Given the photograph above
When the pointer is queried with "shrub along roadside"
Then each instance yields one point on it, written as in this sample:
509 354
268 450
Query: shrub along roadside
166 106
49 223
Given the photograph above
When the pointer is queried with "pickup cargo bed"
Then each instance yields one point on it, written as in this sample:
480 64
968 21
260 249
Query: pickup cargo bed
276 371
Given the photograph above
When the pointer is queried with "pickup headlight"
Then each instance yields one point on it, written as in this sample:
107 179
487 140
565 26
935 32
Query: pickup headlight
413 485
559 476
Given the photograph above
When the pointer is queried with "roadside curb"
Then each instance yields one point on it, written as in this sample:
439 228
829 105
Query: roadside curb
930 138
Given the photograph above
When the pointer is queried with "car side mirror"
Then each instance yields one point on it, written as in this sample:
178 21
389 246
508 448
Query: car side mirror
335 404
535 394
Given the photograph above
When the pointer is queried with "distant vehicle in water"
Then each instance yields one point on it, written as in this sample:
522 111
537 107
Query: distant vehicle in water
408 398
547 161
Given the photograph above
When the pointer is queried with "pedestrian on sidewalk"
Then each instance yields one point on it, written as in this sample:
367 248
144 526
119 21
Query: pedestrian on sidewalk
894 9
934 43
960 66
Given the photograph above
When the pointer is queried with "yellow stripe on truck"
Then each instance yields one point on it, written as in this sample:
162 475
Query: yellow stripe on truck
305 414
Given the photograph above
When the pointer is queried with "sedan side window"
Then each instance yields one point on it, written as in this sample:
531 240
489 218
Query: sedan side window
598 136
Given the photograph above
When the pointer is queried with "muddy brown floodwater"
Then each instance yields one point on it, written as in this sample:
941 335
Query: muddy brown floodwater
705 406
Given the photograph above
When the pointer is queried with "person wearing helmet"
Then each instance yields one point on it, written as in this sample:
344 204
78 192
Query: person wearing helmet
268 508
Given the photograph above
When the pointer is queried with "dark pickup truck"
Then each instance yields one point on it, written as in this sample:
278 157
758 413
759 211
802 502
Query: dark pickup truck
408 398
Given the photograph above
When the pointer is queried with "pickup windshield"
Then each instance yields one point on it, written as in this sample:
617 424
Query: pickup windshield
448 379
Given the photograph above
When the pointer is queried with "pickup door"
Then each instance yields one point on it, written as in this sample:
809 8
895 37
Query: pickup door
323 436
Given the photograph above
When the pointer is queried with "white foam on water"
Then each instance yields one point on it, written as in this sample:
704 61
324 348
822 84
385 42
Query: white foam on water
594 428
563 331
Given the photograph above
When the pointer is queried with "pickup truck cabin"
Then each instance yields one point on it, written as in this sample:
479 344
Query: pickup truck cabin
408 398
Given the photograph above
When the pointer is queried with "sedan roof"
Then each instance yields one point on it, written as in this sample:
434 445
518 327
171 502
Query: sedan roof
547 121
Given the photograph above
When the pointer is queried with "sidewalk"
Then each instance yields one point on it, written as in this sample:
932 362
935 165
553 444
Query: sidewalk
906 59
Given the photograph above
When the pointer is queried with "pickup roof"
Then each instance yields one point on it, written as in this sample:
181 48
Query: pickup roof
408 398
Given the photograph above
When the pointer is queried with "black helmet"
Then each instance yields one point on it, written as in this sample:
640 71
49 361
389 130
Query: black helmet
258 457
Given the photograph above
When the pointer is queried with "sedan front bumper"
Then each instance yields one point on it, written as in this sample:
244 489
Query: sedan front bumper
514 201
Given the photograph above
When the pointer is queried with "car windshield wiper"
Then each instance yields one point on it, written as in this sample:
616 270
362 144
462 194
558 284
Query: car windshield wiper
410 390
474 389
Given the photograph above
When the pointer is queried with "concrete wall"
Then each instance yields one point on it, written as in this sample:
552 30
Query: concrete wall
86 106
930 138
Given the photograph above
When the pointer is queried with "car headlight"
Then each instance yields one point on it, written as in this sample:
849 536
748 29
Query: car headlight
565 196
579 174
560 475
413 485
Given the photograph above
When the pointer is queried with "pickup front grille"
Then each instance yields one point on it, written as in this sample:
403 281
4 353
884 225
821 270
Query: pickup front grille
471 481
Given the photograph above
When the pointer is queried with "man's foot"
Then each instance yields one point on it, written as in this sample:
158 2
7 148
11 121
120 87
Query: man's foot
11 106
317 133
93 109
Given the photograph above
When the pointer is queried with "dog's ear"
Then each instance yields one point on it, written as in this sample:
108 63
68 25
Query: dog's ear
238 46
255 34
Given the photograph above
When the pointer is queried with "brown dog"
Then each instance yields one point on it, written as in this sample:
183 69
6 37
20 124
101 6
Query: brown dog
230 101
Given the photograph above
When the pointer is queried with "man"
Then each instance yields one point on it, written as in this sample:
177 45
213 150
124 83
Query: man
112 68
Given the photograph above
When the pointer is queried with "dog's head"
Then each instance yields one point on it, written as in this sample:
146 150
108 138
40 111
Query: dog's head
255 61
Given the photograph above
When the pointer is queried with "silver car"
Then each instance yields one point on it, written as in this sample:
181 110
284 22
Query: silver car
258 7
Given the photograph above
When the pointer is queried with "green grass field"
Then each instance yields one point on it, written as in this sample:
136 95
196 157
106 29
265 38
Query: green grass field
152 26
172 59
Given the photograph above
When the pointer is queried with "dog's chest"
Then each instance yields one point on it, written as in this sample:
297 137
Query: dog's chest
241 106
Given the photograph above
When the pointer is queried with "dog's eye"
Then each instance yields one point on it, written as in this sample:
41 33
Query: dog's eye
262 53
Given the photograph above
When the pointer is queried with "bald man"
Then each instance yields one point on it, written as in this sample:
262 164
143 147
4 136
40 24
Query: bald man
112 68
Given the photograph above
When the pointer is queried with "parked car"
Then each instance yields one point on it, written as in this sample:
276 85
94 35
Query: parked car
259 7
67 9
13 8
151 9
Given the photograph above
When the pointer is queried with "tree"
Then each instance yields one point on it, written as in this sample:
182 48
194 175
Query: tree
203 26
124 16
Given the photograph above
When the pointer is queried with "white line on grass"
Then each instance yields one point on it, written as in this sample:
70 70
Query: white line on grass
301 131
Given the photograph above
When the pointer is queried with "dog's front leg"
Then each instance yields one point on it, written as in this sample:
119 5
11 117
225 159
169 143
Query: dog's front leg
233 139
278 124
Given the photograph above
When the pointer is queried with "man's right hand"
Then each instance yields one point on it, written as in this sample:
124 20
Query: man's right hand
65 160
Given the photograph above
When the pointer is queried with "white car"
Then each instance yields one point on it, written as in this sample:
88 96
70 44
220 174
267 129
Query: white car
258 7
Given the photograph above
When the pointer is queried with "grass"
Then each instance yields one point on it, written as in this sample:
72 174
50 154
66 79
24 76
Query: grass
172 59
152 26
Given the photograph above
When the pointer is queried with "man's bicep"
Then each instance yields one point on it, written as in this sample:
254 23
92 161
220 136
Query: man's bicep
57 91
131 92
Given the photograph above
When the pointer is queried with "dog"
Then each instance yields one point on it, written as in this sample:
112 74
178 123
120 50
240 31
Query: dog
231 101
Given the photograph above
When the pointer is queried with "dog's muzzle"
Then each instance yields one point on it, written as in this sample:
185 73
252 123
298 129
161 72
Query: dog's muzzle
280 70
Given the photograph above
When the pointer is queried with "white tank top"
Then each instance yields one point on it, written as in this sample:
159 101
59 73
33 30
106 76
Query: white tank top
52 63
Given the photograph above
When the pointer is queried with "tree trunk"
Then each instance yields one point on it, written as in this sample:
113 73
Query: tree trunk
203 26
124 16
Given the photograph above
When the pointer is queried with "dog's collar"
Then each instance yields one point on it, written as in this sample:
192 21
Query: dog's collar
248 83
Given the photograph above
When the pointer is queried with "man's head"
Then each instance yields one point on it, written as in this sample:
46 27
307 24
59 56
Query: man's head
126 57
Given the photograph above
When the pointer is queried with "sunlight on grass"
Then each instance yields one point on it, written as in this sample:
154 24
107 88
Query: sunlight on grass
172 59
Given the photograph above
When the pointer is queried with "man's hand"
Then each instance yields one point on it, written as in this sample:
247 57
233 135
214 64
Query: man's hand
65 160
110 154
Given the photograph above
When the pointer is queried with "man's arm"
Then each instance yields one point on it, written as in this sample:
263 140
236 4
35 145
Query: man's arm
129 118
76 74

********

## TASK OBJECTIVE
Filter the listing above and copy out every line that contains the string "trunk".

## REPLY
When the pointer is queried with "tree trunk"
Query: tree trunk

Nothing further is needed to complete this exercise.